**PROBLEM TO WORK ON:** Return the full excerpt of patent claims on time series and analytics clustering rules below, word for word.

SELECTED EXCERPT: Begin

16. The computer usable program product of claim 14, wherein an output time series of the analytic function instance is a time series in the set of time series, and wherein the output time series comprises data produced by the analytic function instance.
17. The computer usable program product of claim 14, wherein the analytics clustering rule comprises:
computer usable code for grouping a plurality of time series from a source into a group, wherein the source corresponds to a physical component of the environment.
18. The computer usable program product of claim 14, wherein the analytics clustering rule comprises:
computer usable code for determining, forming a grouping determination, whether all time series in the set of input time series are members of a group; and
computer usable code for grouping, responsive to the grouping determination being true, an output time series of the analytic function instance in the group, wherein the output time series comprises data produced by the analytic function instance.

SELECTED EXCERPT: End
RECORD SET: Begin

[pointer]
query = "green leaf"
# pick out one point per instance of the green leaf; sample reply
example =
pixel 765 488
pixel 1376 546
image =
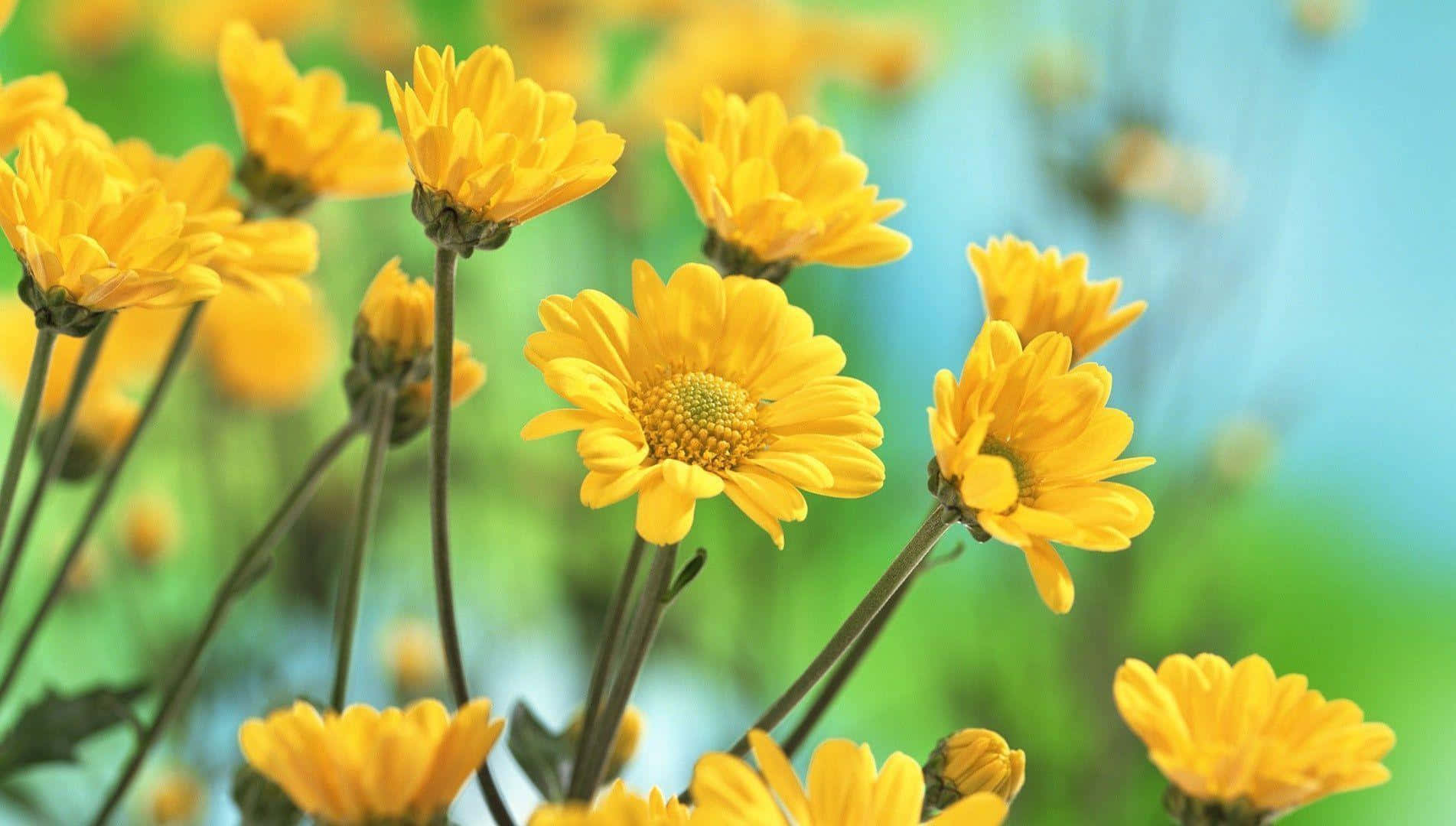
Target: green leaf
pixel 50 729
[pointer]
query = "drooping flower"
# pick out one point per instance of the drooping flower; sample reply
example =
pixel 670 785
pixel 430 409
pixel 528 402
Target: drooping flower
pixel 303 138
pixel 490 150
pixel 364 766
pixel 714 385
pixel 778 192
pixel 1043 293
pixel 1241 739
pixel 1024 444
pixel 845 789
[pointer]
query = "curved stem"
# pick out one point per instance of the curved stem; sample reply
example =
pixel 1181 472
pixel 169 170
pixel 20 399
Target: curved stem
pixel 180 346
pixel 245 572
pixel 25 421
pixel 54 457
pixel 651 604
pixel 372 485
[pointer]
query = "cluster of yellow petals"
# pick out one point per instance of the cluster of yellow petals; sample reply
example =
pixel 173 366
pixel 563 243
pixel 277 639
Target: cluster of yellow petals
pixel 364 766
pixel 1028 441
pixel 301 127
pixel 704 367
pixel 783 190
pixel 845 789
pixel 495 145
pixel 1241 733
pixel 1043 293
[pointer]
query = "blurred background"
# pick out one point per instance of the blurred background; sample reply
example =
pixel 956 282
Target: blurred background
pixel 1272 177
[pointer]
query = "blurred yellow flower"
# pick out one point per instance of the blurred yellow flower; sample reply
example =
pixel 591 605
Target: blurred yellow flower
pixel 363 766
pixel 1022 447
pixel 777 192
pixel 490 150
pixel 616 808
pixel 1239 735
pixel 714 385
pixel 303 138
pixel 845 790
pixel 1043 293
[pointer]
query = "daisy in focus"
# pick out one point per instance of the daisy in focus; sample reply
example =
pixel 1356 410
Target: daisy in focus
pixel 714 385
pixel 1024 445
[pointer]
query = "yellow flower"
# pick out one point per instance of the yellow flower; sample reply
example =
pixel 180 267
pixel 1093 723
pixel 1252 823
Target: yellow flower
pixel 303 138
pixel 1022 447
pixel 845 790
pixel 491 150
pixel 1244 737
pixel 364 766
pixel 616 808
pixel 714 385
pixel 778 192
pixel 1043 293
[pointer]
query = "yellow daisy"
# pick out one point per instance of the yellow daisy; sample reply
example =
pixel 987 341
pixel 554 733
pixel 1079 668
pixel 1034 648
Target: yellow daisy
pixel 845 789
pixel 1043 293
pixel 301 135
pixel 1239 737
pixel 1024 444
pixel 490 150
pixel 714 385
pixel 616 808
pixel 363 766
pixel 777 192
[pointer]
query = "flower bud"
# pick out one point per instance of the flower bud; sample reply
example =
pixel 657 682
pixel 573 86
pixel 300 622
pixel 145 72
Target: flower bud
pixel 972 761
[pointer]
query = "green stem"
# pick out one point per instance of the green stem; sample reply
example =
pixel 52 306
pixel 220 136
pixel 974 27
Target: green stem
pixel 246 571
pixel 25 421
pixel 180 346
pixel 372 485
pixel 440 382
pixel 651 604
pixel 606 649
pixel 54 457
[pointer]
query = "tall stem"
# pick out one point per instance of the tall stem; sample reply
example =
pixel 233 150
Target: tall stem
pixel 103 495
pixel 25 422
pixel 372 485
pixel 651 604
pixel 239 579
pixel 864 614
pixel 606 649
pixel 440 383
pixel 56 457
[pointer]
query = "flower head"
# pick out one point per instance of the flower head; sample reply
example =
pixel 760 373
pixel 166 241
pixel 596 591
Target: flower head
pixel 845 790
pixel 1243 737
pixel 301 135
pixel 490 150
pixel 1024 447
pixel 1043 293
pixel 364 766
pixel 777 192
pixel 714 385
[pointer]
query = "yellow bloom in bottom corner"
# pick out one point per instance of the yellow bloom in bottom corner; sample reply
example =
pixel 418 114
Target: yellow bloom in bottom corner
pixel 1241 735
pixel 845 789
pixel 364 766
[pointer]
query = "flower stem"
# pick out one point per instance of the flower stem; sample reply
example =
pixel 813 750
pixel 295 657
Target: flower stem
pixel 251 564
pixel 606 650
pixel 56 457
pixel 372 485
pixel 651 604
pixel 180 346
pixel 25 421
pixel 864 614
pixel 440 398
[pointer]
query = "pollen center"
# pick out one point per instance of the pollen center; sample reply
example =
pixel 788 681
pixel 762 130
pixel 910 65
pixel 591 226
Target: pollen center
pixel 701 419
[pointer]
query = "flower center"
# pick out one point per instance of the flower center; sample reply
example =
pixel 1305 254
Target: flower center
pixel 701 419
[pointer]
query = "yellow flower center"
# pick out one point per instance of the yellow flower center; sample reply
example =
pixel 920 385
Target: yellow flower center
pixel 701 419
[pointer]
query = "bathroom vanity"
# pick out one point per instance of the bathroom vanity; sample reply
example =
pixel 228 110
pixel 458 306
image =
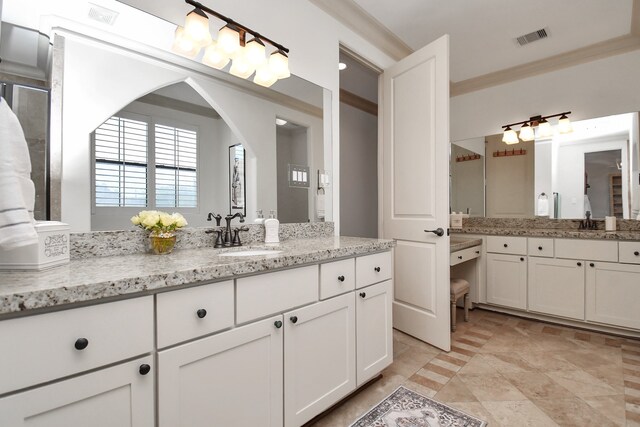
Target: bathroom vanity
pixel 195 338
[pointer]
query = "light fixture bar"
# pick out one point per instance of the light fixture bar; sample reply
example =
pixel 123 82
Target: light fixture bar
pixel 239 26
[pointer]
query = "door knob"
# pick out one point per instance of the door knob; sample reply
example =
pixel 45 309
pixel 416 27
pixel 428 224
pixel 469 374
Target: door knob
pixel 438 231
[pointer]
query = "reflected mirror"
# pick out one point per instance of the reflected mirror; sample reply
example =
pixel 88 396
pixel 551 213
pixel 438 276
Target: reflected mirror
pixel 594 168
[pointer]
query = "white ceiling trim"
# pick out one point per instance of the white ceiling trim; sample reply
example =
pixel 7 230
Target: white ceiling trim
pixel 357 19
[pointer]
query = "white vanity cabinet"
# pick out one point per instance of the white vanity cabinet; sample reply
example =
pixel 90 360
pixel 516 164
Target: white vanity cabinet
pixel 507 280
pixel 613 294
pixel 556 287
pixel 230 379
pixel 119 396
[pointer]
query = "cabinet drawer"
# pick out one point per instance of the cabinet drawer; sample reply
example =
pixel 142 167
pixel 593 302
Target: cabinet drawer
pixel 193 312
pixel 540 247
pixel 629 252
pixel 337 278
pixel 373 269
pixel 464 255
pixel 266 294
pixel 591 250
pixel 507 245
pixel 42 347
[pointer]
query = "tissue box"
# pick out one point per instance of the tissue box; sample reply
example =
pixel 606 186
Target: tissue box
pixel 52 249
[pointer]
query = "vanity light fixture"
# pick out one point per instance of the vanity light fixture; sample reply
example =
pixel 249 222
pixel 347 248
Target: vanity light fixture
pixel 527 132
pixel 246 57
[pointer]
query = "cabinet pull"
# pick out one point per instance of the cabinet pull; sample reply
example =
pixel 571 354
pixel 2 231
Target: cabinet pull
pixel 81 343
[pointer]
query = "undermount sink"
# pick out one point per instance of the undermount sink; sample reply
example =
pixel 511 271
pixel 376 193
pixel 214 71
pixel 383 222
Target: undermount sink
pixel 251 252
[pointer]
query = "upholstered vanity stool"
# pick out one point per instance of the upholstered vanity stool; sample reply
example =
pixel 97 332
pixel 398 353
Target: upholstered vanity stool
pixel 459 288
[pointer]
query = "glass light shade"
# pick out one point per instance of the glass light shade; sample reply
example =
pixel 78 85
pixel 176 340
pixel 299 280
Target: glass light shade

RECORD SET: End

**REPLY:**
16. The computer usable program product of claim 14, wherein an output time series of the analytic function instance is a time series in the set of time series, and wherein the output time series comprises data produced by the analytic function instance.
17. The computer usable program product of claim 14, wherein the analytics clustering rule comprises:
computer usable code for grouping a plurality of time series from a source into a group, wherein the source corresponds to a physical component of the environment.
18. The computer usable program product of claim 14, wherein the analytics clustering rule comprises:
computer usable code for determining, forming a grouping determination, whether all time series in the set of input time series are members of a group; and
computer usable code for grouping, responsive to the grouping determination being true, an output time series of the analytic function instance in the group, wherein the output time series comprises data produced by the analytic function instance.